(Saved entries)
○ ○ ○ ○
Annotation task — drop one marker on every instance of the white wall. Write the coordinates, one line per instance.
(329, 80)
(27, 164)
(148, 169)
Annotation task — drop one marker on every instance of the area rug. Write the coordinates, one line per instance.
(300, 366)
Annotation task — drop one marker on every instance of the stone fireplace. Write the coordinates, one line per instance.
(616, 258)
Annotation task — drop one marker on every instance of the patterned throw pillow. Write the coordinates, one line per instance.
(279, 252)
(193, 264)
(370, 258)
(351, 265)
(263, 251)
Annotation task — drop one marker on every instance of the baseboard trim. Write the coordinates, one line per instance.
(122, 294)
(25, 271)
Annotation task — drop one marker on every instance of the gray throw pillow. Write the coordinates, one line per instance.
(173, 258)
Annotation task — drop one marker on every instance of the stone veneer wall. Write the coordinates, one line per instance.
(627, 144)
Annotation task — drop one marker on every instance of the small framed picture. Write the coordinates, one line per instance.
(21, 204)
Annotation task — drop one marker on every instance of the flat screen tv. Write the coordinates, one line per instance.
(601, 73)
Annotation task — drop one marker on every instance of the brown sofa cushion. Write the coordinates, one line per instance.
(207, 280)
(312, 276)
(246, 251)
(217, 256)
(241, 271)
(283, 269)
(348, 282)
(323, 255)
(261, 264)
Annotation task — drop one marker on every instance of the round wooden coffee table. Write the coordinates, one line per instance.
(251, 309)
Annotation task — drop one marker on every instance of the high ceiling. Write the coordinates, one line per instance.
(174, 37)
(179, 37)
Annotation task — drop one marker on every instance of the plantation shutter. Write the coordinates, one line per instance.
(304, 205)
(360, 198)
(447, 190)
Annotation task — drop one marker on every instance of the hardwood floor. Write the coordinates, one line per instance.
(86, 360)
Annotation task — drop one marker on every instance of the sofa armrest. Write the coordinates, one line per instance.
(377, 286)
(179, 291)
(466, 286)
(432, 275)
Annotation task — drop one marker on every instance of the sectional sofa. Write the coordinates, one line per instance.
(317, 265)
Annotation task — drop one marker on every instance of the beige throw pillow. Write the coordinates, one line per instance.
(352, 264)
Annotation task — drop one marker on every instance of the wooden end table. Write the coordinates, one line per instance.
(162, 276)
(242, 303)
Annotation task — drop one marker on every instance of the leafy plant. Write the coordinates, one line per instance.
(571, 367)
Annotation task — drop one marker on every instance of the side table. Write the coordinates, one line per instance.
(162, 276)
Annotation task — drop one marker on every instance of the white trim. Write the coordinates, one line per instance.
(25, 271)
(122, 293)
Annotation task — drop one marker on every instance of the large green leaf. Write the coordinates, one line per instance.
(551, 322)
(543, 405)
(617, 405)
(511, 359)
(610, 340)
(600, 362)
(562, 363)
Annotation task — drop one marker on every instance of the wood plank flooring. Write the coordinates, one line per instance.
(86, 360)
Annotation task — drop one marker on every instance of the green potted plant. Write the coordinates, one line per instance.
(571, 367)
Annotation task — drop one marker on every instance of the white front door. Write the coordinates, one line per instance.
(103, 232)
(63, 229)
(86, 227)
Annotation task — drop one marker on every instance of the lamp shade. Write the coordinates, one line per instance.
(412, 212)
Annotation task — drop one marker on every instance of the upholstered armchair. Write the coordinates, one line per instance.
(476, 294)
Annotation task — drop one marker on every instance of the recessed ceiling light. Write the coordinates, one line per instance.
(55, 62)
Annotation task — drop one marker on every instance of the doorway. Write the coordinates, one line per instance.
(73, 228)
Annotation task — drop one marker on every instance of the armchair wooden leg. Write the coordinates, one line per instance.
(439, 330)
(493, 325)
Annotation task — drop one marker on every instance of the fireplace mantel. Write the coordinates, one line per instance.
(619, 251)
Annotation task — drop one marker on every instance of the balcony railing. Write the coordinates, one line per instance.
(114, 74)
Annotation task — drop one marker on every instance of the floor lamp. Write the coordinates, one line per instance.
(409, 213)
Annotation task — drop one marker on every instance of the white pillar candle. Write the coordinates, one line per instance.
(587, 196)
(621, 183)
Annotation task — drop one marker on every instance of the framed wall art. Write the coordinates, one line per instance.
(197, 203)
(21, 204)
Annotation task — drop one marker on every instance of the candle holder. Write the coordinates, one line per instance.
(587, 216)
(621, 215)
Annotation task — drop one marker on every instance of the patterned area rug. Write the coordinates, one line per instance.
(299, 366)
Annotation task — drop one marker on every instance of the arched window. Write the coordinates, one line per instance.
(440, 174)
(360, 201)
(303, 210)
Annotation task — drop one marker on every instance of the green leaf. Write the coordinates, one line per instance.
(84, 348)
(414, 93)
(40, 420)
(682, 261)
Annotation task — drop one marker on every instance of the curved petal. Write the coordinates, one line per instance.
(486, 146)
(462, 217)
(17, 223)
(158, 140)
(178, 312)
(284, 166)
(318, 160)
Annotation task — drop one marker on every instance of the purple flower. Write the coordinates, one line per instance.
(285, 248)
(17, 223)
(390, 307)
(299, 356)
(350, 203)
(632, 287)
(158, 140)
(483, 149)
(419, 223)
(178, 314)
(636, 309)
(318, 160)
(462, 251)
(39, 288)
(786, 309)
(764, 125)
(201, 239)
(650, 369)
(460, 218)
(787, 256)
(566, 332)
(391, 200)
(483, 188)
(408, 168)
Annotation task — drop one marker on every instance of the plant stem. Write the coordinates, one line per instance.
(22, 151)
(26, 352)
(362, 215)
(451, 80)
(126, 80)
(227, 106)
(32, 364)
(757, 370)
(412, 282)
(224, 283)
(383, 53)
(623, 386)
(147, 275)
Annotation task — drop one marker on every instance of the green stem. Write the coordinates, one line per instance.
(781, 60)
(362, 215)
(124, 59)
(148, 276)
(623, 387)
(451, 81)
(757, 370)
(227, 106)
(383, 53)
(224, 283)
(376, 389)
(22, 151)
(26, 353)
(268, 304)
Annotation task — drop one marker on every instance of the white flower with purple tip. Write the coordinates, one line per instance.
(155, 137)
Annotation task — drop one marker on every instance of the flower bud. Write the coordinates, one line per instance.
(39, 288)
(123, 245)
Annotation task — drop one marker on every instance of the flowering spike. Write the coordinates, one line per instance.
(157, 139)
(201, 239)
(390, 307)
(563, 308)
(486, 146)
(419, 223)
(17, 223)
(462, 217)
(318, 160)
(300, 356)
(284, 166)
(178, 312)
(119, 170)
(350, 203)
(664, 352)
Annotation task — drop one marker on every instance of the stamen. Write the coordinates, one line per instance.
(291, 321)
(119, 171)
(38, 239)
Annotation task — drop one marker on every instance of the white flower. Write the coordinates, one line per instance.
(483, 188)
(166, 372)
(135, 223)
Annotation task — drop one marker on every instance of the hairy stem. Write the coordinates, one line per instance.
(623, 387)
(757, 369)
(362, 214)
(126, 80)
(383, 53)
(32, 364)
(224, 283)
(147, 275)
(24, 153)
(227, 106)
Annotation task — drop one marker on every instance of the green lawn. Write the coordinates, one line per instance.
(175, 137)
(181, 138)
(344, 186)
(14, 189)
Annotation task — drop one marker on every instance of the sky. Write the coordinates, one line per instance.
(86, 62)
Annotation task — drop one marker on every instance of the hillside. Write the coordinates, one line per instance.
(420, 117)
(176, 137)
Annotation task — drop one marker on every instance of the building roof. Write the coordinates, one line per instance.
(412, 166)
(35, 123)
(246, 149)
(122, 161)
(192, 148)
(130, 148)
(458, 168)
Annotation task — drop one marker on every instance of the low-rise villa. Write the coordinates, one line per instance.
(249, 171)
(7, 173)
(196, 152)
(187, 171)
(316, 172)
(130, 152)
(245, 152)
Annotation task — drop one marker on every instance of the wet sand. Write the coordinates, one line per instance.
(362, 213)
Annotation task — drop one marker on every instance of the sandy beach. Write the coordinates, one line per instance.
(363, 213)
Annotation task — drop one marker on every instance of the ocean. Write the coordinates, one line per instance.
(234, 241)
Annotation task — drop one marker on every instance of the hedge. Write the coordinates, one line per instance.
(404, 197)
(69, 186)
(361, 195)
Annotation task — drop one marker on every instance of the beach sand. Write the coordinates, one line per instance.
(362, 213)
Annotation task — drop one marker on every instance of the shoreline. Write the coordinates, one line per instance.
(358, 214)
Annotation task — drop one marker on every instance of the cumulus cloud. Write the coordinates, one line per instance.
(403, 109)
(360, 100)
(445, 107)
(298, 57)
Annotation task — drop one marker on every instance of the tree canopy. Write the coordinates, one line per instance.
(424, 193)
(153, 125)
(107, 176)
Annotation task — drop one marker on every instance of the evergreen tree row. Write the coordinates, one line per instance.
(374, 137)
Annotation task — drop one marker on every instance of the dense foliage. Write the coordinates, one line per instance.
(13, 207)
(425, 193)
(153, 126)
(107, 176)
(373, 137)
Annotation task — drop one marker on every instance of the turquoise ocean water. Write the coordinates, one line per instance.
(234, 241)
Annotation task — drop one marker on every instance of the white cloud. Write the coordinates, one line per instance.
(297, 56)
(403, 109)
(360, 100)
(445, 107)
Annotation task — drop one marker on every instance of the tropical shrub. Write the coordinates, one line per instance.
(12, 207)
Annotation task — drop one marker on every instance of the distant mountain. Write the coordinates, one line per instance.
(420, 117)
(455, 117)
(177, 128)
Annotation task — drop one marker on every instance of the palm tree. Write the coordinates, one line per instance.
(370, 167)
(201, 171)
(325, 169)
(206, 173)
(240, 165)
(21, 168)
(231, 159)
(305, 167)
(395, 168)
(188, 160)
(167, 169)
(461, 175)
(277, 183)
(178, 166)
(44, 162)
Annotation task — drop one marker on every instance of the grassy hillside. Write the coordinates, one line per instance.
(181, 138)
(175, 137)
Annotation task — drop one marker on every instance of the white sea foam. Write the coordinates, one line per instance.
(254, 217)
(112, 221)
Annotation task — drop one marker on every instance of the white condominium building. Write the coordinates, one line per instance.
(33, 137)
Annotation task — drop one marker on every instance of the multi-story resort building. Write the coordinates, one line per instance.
○ ○ ○ ○
• **SHORT EXERCISE**
Take the line with "canopy. Write the coordinates, one line per instance." and all lines after it through the end of the records, and write them out exactly; include nothing else.

• **PROBLEM SOLUTION**
Annotation task — drop one marker on every instance of the tree canopy. Write the coordinates, one line per instance.
(424, 193)
(153, 125)
(107, 176)
Annotation task — drop one marker on every instance of the evergreen tree row. Write the coordinates, one line per instance.
(374, 137)
Annotation task — drop one marker on every instance of the dense foliage. Write the coordinates, one line per instance.
(13, 207)
(425, 193)
(153, 126)
(107, 176)
(373, 137)
Annotation task — drop one marker on every instance of the turquoise ocean water. Write the coordinates, one line per instance.
(234, 241)
Annotation task — drop one marker on every instance of the white cloud. Write the coordinates, one line per instance.
(297, 56)
(403, 109)
(360, 100)
(445, 107)
Annotation task — drop one marker on every instance of the tropical shrub. Write the coordinates, one line per instance.
(12, 207)
Annotation task — drop one marker on every instance of the distant mountain. Write the coordinates, one line per instance.
(420, 117)
(455, 117)
(177, 128)
Annotation task — drop one marker on every instance of the palm tree. Write the coordinates, one line per instance.
(370, 167)
(201, 171)
(325, 169)
(206, 173)
(240, 165)
(21, 168)
(231, 159)
(305, 167)
(395, 168)
(188, 160)
(167, 169)
(461, 175)
(277, 183)
(178, 166)
(44, 162)
Annotation task — drop one marker on every instance of the grassy hillside. Write the coordinates, one line per instance.
(181, 138)
(175, 137)
Annotation task — drop one marker on every instance of the white sea foam. Write the coordinates, one line per instance.
(254, 217)
(112, 221)
Annotation task — drop one marker on every instance of the white condominium building. Write the coordinates, one line per instance.
(33, 137)
Annotation task — drop one marker on every instance of the multi-story resort building. Write the coordinates, one line per instance.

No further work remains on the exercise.